* **DATA SHOWN**
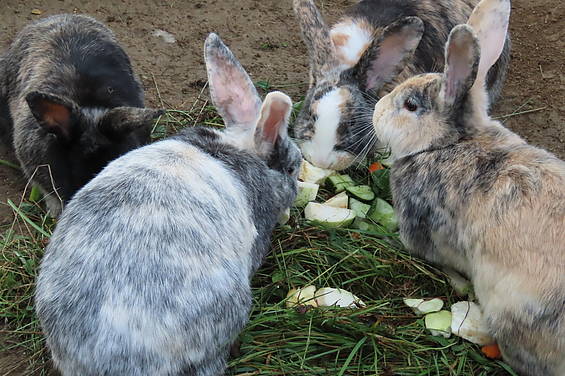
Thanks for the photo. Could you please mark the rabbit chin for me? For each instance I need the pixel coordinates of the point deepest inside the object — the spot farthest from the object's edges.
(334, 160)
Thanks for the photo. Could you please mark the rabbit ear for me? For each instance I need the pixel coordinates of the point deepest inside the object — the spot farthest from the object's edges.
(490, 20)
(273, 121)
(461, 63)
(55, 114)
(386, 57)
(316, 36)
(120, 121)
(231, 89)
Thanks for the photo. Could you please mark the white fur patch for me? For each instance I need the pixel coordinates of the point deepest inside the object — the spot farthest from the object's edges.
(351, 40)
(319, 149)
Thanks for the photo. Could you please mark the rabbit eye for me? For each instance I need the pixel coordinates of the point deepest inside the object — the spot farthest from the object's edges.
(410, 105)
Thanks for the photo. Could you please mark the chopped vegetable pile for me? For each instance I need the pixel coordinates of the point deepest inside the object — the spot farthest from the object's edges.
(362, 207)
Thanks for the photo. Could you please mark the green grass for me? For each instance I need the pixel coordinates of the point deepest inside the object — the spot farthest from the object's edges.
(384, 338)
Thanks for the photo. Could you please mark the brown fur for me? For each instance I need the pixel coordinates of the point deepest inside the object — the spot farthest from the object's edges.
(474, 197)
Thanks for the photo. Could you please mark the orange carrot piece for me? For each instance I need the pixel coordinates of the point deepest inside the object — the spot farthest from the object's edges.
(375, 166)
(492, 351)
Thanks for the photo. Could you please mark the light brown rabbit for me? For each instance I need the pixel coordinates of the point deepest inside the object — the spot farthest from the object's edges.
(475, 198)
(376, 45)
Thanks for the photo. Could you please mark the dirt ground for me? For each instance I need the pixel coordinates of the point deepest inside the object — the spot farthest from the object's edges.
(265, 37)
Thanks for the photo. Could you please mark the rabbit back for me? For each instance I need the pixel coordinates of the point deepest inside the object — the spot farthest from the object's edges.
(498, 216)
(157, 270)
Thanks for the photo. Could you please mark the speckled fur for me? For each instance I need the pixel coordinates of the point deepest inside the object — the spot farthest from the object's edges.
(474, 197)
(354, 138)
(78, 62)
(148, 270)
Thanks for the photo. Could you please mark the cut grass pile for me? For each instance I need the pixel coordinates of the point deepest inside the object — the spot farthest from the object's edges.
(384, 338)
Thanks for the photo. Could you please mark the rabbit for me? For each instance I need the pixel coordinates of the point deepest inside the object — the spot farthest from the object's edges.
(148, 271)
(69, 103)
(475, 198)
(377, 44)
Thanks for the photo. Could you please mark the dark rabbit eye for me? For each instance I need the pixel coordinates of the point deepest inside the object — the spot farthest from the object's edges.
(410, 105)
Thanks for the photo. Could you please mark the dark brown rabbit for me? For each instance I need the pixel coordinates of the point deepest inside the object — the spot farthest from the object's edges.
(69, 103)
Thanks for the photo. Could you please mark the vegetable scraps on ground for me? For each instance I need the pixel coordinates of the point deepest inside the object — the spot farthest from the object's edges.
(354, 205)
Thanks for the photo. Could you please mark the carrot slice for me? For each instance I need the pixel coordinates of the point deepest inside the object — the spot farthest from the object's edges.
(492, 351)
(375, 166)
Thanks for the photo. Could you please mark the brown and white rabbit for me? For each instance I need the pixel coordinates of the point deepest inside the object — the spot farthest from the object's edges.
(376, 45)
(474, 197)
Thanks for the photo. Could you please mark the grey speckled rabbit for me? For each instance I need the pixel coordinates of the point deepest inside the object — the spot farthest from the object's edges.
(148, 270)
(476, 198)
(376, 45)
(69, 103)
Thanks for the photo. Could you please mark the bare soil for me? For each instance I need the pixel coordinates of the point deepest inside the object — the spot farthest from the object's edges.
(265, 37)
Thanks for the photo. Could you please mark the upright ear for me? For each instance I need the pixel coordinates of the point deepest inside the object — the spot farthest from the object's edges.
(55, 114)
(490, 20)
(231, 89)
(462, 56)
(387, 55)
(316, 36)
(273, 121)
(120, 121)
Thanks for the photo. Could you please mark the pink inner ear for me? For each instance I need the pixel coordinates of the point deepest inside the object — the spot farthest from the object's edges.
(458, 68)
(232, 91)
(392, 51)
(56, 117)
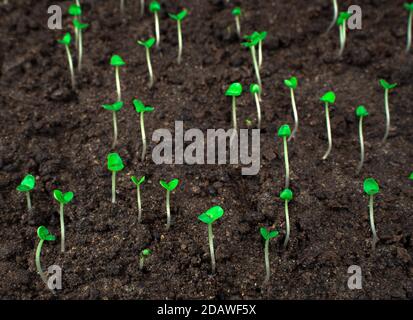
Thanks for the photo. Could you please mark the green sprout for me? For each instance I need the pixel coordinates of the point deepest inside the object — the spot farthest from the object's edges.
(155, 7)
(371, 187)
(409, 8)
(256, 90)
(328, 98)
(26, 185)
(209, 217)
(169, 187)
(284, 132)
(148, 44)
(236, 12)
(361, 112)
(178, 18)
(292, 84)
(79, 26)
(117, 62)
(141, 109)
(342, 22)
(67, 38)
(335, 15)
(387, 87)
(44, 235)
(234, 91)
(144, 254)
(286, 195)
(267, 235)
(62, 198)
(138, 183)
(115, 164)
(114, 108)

* **EXERCISE AIM**
Locate "Thanks for the photo. Could you please mark the green sprout" in the material, then quote the line that contains it and all lines after it through the final one.

* **OUTPUT**
Thanks for the photo. Could you please mark the green sprout for me? For each instance I need the pixel coordinates of the point deepest inside the object — the spot farthest from the object's edges.
(155, 7)
(371, 187)
(409, 8)
(256, 90)
(328, 98)
(26, 185)
(209, 217)
(169, 187)
(284, 132)
(148, 44)
(236, 12)
(361, 112)
(178, 18)
(292, 84)
(79, 26)
(117, 62)
(141, 109)
(342, 22)
(67, 38)
(335, 15)
(387, 87)
(44, 235)
(234, 91)
(144, 254)
(286, 195)
(267, 235)
(62, 198)
(138, 183)
(115, 164)
(114, 108)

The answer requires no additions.